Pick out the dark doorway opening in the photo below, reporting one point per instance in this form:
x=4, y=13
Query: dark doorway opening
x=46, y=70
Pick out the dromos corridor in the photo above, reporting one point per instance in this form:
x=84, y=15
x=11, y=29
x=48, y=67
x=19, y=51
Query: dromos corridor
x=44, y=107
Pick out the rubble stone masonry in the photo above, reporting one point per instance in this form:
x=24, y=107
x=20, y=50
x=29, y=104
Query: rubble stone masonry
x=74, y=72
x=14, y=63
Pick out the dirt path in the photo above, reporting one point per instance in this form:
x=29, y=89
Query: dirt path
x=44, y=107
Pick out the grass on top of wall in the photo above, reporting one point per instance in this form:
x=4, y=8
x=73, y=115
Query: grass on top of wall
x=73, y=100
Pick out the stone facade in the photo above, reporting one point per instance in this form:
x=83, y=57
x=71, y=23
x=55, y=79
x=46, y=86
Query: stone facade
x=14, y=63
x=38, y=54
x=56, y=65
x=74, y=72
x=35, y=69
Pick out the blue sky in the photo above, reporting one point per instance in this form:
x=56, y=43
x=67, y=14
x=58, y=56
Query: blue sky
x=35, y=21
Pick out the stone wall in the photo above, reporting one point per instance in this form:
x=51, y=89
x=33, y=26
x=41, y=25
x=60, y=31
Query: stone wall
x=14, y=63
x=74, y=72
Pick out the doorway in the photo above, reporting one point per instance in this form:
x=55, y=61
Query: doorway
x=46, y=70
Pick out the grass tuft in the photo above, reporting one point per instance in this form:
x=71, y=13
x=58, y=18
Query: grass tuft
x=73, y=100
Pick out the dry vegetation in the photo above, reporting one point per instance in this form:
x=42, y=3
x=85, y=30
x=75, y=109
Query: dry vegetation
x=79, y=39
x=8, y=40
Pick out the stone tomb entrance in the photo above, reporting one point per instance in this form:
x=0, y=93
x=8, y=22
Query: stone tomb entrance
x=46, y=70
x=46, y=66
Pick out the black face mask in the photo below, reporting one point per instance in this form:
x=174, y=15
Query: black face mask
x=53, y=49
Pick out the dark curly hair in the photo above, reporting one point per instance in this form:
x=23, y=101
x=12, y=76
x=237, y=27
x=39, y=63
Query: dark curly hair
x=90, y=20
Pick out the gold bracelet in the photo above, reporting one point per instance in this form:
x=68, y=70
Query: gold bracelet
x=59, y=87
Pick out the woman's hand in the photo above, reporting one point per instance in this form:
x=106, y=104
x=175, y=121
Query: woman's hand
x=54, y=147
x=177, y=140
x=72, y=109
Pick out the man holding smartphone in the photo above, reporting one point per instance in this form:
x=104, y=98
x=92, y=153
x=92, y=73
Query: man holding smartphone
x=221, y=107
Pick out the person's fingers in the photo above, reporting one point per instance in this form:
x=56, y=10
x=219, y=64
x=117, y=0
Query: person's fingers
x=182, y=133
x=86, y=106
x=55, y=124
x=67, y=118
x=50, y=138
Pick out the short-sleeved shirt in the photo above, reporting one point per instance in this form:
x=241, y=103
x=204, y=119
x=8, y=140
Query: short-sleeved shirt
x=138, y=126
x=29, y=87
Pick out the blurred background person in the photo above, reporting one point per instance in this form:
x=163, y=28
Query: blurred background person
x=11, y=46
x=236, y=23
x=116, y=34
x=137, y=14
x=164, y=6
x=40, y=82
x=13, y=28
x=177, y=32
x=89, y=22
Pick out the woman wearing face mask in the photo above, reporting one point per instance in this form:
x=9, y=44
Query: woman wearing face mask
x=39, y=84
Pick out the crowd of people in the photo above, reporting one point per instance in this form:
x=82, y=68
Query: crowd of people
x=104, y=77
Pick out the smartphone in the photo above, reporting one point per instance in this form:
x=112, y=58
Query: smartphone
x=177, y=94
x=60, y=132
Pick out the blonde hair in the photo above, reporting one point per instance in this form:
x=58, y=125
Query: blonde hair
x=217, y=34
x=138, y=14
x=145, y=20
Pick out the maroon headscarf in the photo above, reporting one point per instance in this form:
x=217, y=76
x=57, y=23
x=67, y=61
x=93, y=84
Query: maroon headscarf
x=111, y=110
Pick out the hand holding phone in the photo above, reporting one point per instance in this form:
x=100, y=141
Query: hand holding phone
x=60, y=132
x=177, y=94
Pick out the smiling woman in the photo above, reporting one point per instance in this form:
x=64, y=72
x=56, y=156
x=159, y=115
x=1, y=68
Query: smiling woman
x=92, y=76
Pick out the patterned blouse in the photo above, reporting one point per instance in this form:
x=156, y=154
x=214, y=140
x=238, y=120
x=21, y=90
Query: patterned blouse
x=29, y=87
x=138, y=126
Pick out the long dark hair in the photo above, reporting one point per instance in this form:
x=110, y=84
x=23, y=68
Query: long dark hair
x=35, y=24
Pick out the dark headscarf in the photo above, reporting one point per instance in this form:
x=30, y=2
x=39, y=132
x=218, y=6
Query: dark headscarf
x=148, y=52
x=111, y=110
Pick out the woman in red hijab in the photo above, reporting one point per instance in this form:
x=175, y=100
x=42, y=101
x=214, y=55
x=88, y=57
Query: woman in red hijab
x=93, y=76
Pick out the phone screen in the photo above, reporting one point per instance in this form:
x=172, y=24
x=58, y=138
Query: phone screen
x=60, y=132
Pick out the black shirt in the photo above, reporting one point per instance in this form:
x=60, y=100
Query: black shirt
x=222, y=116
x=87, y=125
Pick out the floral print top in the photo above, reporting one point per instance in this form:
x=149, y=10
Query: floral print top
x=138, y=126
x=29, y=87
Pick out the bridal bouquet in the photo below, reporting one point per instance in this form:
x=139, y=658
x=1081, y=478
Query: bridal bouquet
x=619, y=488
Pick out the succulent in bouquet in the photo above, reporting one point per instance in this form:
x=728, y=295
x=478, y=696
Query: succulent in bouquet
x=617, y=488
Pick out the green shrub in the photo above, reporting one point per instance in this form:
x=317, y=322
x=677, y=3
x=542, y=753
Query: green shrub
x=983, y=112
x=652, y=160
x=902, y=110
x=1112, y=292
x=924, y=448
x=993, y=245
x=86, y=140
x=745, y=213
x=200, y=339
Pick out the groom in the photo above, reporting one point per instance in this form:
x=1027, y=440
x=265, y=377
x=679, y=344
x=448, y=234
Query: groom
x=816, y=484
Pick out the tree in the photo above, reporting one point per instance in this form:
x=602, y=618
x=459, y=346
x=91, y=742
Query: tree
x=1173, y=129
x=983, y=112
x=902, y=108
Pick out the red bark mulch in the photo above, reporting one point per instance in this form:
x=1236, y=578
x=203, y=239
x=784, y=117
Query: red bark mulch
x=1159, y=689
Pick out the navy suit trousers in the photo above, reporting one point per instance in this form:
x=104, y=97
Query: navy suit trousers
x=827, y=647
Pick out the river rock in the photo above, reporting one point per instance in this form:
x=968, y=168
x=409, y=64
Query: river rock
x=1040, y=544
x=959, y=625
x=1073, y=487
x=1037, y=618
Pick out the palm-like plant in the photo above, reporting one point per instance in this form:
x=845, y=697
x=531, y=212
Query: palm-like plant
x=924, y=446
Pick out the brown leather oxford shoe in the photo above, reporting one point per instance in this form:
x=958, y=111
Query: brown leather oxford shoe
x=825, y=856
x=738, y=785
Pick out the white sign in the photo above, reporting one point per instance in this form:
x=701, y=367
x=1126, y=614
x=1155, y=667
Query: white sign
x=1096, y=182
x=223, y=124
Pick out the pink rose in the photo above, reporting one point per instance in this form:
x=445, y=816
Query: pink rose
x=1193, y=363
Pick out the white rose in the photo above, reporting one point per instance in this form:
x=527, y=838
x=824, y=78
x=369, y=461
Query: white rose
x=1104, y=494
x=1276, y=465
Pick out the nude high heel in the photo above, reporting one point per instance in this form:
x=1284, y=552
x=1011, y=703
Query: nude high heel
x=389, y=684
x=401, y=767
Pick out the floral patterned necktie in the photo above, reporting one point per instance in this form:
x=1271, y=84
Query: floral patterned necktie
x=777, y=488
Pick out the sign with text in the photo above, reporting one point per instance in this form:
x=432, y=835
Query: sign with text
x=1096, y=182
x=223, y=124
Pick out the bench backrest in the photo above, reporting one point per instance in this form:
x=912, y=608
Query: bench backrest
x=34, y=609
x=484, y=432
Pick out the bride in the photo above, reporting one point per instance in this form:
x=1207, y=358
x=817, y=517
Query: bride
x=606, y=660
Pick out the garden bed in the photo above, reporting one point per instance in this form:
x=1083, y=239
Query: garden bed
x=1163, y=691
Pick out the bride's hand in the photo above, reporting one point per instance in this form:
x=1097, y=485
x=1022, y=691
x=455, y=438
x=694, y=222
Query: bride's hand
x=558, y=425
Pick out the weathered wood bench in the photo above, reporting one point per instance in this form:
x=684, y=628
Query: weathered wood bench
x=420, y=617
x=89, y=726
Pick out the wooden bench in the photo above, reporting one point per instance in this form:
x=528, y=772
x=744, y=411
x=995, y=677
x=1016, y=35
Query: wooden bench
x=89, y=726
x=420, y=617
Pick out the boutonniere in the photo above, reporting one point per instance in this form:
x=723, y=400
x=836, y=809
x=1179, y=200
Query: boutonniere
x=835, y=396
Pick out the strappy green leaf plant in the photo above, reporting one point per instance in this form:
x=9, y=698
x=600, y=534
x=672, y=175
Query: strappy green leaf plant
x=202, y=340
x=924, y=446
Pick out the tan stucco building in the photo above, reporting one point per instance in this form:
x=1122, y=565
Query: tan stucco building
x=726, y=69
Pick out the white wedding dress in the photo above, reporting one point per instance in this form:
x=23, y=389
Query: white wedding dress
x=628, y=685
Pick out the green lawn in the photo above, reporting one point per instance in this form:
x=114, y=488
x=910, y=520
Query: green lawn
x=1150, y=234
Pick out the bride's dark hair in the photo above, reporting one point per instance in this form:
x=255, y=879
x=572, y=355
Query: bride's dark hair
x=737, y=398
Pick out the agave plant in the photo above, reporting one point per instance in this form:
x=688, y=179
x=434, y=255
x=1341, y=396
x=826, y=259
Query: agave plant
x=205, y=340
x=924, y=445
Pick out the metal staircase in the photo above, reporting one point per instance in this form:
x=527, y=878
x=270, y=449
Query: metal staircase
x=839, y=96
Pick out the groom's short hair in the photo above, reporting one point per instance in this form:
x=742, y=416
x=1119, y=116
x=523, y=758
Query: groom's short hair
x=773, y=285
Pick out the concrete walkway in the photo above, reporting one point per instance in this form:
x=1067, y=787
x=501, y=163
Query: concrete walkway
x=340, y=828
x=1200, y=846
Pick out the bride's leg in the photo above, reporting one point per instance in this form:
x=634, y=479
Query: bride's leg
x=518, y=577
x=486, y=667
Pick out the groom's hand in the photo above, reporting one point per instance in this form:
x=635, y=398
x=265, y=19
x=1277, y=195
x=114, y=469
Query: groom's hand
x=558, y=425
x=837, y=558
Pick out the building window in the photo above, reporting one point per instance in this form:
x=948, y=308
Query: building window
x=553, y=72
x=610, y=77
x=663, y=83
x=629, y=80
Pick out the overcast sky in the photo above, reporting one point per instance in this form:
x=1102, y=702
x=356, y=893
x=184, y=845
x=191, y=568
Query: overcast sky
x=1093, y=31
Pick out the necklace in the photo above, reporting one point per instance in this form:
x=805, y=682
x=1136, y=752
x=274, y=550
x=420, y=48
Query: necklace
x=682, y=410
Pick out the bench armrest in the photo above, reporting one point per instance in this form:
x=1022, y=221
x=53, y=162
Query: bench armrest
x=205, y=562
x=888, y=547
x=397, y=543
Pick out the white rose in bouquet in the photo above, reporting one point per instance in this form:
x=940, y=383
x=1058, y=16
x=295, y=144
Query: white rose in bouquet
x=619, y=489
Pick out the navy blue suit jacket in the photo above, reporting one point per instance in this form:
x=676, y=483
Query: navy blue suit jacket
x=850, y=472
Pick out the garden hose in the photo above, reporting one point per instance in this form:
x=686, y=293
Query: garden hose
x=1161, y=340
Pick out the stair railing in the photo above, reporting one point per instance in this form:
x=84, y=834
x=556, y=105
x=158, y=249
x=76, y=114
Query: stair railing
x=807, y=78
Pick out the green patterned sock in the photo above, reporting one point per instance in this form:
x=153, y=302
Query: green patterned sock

_ _ _ _ _ _ _

• **GIVEN REQUEST**:
Print the material from the line that contains "Pick out the groom's hand" through the line that contains "x=837, y=558", reproducing each line without any change.

• **TASK OUTPUT**:
Pick out the groom's hand in the photo above, reporting one point per instance in this form:
x=635, y=398
x=265, y=19
x=1277, y=195
x=114, y=469
Query: groom's hand
x=558, y=425
x=837, y=558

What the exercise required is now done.